ENTRIES SUPPLIED

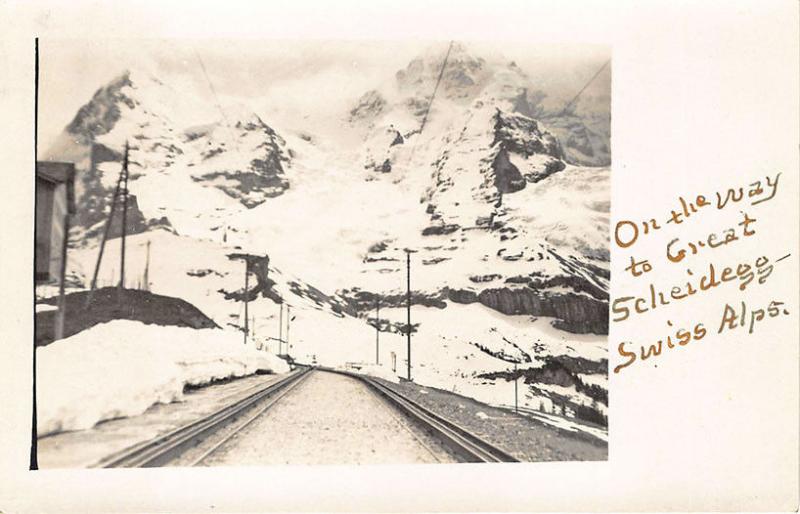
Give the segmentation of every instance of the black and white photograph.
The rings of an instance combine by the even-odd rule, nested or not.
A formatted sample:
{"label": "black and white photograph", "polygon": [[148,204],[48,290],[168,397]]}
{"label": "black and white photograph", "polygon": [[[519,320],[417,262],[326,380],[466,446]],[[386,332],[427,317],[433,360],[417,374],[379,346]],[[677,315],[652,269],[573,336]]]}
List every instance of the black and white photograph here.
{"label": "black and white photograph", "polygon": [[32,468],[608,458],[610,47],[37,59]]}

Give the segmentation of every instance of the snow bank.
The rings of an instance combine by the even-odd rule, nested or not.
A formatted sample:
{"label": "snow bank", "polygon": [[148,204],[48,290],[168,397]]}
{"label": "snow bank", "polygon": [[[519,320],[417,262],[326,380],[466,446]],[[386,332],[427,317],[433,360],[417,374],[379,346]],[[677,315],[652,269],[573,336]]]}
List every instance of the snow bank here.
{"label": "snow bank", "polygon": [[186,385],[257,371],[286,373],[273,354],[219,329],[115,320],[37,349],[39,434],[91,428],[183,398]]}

...

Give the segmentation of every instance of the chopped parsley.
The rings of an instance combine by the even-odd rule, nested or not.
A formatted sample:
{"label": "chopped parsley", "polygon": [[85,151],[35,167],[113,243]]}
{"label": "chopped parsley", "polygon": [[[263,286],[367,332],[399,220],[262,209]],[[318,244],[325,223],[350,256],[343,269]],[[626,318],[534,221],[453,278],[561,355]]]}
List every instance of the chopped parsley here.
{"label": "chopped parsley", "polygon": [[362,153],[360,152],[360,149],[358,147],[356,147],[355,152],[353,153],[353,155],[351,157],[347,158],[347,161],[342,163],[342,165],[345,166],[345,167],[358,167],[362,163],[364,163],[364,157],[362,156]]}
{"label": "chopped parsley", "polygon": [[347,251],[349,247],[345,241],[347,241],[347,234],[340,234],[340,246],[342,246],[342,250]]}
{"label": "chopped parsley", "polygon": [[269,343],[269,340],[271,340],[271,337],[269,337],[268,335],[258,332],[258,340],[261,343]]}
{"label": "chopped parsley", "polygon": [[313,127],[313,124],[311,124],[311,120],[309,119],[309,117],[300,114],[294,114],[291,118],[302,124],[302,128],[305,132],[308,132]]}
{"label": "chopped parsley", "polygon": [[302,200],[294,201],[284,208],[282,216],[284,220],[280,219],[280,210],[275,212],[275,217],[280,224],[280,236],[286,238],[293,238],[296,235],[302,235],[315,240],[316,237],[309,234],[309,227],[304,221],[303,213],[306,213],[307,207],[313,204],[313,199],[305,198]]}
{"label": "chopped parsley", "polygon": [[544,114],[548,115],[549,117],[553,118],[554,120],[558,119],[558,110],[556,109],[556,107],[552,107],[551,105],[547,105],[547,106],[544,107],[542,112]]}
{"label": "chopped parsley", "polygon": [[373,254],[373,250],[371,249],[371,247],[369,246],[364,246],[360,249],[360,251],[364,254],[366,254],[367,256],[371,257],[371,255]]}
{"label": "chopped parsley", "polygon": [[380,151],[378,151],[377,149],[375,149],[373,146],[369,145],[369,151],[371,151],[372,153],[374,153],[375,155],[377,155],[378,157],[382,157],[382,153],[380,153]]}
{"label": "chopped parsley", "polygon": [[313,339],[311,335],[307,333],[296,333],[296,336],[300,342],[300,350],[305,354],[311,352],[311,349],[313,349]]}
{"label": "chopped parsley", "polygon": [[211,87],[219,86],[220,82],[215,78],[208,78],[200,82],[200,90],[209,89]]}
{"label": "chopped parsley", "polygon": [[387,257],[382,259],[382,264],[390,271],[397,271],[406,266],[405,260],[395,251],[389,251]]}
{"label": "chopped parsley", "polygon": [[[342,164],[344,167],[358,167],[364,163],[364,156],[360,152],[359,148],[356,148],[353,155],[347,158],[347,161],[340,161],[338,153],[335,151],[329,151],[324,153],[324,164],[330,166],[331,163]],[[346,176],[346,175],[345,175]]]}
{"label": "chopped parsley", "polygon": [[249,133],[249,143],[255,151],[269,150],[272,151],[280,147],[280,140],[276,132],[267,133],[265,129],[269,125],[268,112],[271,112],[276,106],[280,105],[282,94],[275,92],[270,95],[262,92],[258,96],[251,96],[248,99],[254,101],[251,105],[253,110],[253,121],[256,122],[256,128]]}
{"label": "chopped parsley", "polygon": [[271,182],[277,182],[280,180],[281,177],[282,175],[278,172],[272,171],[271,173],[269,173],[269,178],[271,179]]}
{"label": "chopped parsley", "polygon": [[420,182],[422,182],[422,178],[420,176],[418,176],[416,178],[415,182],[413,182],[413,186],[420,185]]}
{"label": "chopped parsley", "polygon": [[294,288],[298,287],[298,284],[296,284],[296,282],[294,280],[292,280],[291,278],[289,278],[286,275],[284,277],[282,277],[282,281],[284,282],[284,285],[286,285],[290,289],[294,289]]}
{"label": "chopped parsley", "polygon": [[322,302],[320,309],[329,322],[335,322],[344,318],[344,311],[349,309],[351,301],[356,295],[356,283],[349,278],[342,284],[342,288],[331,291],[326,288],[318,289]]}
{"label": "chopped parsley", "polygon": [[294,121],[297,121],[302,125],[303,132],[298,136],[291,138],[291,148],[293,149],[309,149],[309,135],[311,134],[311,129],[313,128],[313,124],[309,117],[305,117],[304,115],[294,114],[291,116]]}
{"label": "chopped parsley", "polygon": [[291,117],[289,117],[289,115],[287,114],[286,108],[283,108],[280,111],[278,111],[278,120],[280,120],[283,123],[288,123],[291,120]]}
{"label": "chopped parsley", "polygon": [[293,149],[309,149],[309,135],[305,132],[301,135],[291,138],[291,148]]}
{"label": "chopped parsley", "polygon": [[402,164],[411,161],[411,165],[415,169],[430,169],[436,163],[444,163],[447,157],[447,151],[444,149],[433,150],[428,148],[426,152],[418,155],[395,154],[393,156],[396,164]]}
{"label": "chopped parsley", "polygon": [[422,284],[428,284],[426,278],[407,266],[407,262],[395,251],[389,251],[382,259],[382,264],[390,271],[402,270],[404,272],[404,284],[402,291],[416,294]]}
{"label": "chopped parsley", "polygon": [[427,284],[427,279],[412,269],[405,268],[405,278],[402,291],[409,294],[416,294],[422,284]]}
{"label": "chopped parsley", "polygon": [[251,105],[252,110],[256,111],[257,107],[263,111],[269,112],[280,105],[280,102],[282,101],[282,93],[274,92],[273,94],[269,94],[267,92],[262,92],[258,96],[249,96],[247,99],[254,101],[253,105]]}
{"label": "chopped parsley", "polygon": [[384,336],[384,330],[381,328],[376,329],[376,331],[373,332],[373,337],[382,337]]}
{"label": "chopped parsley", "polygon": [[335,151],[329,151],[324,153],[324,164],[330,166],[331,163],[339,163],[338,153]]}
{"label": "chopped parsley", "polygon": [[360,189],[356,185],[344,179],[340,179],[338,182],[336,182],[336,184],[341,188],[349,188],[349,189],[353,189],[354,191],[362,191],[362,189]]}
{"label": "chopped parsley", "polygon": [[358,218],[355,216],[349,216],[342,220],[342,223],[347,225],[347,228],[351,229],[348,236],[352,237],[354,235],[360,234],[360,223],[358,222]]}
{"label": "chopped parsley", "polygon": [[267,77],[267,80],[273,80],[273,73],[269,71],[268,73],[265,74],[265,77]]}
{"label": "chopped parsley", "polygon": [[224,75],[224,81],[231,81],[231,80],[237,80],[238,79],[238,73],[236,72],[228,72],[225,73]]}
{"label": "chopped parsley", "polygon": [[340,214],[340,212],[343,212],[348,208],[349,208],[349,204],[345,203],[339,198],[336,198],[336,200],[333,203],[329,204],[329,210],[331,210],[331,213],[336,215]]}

EXERCISE
Copy out each line of the data in which the word "Give" appears.

TASK ANSWER
Give the segmentation of every instance of the black and white photograph.
Give the segmentation of every instance of the snow bank.
Give the segmentation of every instance of the chopped parsley.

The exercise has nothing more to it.